→ WRITTEN TASK
From the list of cities in the text on Andalusia below, name each city whose description uses the word "capital."

→ PASSAGE TO READ
Content starts

The Andalusia region is the southern part of Spain. It has a heritage back to the Roman Empire and has an influence of both the European culture and Moorish culture.
The entire region is breathtakingly beautiful – full of diverse scenery of deserts, beaches along the Costa del Sol and Costa de la Luz, and the Sierra Nevada mountain range, with Iberia’s tallest mountains, and Europe’s southernmost ski resorts.
To the south in the Province of Cadiz at the very tip of Spain lies the British overseas territory of Gibraltar where it is separate from North Africa by just a few miles.
Quick Back History
Andalusia has a rich Moorish heritage, including many fantastic examples of Moorish architecture which were built during the eight centuries when Andalusia was the center of the Arab population in the Iberian peninsular. The Moorish rule effectively ended in 1492 AD when the Christians recaptured Granada.
Nowadays, the region is a very popular tourist destination with a lot of British and German package holidayers coming to stay in the concrete resorts on the Costa del Sol. But if you stay away from the concrete resorts you will find lots of culture, amazing scenery and great food.
Provinces of Andalusia
Andalusia is divided into eight provinces, each having the same name as its respective provincial capital city. Several of these regions have been shown in dozens of movies and TV series, such as,
Top Cities and Destinations
If you are visiting Spain, most likely your Andulasia tour will begin on on the cities below. All of them are beautiful and worthy of exploration.
- Almeria — lots of medieval remains and fortresses
- Cadiz — the oldest continuously-inhabited city in the Iberian Peninsula and possibly of all of southwestern Europe
- Cordoba — used to be the capital of an Islamic caliphate in the Middle Ages
- Granada — home to the magnificent La Alhambra Palace
- Huelva — a maritime port town with the oldest football club of Spain
- Jaen — the world’s capital of olive oil and a booming cultural tourism destination
- Malaga — a large harbor city right on the Costa del Sol
- Marbella — wealthy resort town on the Costa del Sol
- Seville — the heart of flamenco, the capital and largest city of Andalusia
Things To Do In Andalusia
Moorish architecture in Granada, including the Alhambra.

Content ends

→ DATASET CONTENT
Content starts

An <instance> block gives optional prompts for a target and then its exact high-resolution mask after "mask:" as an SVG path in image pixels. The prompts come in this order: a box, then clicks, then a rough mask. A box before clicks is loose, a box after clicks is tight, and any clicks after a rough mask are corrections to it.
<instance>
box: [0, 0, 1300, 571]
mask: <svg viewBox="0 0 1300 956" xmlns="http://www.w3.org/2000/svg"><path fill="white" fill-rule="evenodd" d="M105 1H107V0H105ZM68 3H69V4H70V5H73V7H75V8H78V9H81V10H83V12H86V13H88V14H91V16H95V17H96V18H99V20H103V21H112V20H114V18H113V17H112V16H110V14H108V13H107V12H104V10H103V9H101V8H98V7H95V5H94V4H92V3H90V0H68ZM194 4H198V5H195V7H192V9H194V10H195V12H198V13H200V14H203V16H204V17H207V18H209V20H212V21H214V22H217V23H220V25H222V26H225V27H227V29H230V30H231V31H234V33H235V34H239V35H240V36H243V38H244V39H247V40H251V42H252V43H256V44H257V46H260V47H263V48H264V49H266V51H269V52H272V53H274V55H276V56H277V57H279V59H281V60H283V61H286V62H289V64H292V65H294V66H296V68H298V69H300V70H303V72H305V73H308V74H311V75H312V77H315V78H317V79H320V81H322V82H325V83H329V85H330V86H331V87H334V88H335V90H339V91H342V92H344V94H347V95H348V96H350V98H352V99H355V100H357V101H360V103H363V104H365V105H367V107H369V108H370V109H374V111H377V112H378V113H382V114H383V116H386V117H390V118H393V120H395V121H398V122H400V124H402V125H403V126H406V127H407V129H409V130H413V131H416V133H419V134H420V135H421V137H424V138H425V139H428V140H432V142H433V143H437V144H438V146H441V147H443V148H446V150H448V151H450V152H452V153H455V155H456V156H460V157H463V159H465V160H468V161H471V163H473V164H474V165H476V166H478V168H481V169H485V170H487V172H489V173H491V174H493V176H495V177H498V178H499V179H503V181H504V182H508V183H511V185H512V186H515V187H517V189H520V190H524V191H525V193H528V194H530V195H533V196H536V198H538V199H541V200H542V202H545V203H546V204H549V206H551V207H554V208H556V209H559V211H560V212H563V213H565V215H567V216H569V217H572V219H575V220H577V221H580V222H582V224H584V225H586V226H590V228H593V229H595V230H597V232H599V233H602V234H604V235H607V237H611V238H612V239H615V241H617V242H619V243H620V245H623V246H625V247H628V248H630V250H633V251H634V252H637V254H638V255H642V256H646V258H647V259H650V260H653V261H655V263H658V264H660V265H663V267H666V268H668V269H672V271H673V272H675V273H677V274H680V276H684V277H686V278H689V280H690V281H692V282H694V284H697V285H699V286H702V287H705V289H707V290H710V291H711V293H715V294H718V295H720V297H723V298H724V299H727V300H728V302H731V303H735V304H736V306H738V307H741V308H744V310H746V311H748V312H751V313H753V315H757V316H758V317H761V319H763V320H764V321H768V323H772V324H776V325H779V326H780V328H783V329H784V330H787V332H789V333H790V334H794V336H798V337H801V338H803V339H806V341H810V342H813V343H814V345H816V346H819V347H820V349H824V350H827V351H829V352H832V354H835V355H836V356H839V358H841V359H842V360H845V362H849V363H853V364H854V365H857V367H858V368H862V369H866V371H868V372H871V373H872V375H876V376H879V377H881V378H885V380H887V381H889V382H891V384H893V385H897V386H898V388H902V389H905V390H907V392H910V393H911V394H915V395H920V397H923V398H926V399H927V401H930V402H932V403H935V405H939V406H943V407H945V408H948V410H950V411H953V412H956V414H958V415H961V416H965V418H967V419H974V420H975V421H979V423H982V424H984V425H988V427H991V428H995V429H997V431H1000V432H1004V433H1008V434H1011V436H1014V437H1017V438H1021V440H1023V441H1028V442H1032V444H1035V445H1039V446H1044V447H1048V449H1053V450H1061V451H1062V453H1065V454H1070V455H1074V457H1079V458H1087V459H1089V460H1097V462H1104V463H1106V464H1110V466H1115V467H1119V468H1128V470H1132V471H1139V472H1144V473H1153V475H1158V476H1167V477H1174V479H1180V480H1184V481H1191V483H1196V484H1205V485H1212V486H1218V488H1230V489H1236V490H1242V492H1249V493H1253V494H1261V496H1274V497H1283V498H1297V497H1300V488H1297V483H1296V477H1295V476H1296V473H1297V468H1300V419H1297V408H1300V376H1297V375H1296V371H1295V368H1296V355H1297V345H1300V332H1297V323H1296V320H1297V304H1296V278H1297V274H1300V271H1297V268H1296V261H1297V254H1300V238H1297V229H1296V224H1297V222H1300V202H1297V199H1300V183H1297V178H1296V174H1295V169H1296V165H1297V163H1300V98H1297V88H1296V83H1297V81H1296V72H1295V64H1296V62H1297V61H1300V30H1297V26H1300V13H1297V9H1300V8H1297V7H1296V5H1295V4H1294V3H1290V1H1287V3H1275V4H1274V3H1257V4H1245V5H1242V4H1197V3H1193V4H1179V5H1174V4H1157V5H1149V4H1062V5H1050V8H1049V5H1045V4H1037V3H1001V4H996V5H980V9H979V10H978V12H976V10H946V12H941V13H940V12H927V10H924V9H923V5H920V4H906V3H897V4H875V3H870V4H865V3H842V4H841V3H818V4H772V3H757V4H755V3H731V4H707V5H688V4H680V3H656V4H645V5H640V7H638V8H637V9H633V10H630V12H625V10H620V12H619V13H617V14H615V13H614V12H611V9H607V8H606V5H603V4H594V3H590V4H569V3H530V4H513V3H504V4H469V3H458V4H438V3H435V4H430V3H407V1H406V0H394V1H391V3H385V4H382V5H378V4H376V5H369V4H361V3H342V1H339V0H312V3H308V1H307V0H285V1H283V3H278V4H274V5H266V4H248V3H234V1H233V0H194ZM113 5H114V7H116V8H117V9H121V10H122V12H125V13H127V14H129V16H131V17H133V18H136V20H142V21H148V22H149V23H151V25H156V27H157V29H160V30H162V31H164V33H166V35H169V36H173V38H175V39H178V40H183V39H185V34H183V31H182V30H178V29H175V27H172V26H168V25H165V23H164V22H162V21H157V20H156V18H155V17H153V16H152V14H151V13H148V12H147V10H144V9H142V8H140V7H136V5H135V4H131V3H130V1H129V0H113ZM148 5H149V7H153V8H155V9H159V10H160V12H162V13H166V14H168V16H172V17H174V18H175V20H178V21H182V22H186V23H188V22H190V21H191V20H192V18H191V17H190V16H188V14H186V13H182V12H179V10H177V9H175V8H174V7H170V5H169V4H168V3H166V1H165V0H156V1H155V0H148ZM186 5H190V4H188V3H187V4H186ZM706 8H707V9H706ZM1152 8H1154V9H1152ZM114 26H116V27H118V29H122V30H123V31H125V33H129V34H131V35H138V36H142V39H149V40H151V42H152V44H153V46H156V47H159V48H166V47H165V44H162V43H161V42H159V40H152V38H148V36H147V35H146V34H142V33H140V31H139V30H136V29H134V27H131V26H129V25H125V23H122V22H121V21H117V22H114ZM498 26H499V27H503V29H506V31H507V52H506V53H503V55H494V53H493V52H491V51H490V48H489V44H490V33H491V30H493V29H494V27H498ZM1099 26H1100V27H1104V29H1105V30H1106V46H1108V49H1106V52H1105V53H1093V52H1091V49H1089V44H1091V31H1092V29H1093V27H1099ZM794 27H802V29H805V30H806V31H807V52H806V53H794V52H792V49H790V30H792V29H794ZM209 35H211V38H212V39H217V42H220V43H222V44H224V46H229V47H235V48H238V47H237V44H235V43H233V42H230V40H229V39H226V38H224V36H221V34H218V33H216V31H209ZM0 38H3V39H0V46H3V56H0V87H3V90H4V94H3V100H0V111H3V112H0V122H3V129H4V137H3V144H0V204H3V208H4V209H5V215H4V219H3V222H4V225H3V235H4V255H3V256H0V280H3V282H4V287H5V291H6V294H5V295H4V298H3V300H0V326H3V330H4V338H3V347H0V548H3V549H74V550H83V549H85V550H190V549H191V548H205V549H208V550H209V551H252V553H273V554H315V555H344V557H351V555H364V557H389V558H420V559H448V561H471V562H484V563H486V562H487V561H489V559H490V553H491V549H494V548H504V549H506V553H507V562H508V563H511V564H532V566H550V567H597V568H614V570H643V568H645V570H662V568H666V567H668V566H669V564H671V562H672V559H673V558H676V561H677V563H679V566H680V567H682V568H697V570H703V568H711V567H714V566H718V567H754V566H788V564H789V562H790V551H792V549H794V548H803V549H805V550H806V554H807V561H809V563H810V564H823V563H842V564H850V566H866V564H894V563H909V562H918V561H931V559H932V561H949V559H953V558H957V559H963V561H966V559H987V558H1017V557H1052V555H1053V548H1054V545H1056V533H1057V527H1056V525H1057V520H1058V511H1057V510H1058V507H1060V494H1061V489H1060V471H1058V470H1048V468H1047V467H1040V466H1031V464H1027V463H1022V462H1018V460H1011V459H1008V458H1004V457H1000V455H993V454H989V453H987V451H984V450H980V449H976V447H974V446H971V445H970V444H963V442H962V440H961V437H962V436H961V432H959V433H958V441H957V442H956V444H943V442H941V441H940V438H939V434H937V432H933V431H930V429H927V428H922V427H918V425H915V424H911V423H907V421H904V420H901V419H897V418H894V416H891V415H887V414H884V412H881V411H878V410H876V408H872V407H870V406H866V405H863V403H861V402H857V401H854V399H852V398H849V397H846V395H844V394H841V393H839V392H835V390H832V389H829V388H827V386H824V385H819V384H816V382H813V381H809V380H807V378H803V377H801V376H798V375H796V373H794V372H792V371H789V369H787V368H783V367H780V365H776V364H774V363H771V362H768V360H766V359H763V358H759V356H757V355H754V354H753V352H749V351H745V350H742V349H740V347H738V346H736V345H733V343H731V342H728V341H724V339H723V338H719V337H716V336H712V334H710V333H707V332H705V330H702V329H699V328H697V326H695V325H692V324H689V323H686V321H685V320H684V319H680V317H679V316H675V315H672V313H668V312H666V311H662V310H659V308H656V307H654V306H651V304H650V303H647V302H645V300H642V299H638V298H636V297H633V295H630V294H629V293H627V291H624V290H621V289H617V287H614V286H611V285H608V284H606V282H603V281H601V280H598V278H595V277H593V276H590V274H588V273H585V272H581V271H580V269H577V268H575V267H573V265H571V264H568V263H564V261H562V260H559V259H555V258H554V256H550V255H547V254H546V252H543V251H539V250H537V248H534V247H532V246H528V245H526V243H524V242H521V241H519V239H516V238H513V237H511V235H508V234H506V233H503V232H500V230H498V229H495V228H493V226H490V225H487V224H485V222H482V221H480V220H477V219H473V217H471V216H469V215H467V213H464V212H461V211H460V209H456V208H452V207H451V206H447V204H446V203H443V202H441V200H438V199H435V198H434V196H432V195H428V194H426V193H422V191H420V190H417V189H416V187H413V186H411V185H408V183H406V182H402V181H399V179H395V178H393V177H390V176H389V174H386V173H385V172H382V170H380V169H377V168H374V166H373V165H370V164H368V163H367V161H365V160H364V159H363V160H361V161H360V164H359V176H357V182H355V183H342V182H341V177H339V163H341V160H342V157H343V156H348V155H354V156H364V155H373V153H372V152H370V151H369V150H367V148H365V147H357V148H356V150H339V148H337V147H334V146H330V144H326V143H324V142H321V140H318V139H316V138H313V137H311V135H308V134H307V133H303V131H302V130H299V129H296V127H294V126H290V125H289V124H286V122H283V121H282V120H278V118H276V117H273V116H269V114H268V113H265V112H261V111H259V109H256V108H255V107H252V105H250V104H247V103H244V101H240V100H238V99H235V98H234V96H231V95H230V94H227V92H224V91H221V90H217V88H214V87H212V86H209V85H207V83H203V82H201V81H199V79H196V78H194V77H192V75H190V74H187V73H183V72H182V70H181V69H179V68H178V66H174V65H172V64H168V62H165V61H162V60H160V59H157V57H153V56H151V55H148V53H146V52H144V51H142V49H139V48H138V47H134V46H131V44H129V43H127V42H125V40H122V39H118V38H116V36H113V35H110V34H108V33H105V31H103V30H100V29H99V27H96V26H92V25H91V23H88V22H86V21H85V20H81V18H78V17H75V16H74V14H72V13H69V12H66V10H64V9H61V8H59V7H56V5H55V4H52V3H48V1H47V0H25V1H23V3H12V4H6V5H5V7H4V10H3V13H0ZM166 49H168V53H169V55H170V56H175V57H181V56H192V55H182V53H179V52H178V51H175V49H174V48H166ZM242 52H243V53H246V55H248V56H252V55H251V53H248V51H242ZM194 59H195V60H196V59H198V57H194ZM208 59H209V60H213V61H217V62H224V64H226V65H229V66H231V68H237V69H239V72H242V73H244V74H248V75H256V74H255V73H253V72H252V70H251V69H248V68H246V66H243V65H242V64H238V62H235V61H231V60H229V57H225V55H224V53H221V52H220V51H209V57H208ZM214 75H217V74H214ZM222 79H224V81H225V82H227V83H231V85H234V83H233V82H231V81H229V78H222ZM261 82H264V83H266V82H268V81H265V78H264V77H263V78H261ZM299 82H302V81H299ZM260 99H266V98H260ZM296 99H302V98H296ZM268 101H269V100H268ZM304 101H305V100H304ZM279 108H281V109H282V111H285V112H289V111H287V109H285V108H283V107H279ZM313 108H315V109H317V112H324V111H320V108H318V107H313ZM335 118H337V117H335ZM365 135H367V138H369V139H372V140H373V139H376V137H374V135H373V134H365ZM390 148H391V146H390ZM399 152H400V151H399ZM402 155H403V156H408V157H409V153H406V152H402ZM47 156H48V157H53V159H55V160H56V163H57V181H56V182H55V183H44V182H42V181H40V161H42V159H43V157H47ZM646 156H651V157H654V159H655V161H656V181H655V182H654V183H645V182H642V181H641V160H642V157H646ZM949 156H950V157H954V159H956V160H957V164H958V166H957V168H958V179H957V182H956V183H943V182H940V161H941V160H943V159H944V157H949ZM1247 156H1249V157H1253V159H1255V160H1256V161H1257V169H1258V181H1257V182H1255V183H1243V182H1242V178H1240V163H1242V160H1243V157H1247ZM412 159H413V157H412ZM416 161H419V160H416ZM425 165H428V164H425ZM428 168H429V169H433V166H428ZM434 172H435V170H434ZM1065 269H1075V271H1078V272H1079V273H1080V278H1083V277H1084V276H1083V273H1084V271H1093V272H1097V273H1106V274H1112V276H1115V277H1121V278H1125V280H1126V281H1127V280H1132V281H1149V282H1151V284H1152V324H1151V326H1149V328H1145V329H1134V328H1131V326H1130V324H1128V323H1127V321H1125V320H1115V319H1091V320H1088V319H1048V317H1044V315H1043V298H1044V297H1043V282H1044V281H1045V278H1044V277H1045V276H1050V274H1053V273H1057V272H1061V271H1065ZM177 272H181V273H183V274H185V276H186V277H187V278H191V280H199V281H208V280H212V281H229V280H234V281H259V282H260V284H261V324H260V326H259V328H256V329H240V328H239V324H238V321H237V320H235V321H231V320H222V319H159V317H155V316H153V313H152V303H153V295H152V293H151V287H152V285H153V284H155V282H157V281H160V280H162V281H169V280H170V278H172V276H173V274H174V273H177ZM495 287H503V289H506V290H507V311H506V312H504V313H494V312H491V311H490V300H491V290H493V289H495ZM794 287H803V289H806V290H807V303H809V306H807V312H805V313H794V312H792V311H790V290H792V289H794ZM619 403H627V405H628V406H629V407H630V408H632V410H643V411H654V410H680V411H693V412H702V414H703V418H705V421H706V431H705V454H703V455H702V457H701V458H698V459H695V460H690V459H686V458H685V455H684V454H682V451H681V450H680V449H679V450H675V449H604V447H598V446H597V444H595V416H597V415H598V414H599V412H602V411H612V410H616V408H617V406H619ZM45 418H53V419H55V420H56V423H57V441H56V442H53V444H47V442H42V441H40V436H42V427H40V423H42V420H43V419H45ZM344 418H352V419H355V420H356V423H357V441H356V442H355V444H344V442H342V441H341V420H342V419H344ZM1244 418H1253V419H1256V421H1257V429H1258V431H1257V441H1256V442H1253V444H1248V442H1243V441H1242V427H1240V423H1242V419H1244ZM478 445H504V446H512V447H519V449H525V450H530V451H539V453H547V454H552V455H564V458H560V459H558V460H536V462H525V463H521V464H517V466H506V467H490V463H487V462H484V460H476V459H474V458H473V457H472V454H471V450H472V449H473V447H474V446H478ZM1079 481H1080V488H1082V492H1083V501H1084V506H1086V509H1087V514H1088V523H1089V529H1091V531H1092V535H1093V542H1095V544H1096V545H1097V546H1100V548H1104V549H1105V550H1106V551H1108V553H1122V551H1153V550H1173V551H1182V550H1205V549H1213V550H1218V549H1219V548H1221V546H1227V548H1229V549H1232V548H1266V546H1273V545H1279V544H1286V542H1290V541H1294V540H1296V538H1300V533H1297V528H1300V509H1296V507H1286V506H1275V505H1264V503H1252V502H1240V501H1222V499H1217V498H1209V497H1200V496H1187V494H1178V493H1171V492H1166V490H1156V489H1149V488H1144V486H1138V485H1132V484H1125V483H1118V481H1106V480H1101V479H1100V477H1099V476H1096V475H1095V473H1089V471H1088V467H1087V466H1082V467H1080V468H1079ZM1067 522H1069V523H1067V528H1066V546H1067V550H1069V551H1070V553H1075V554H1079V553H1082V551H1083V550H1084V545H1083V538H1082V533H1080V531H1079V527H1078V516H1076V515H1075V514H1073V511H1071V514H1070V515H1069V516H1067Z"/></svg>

Content ends

→ RESPONSE BOX
Cordoba, Jaen, Seville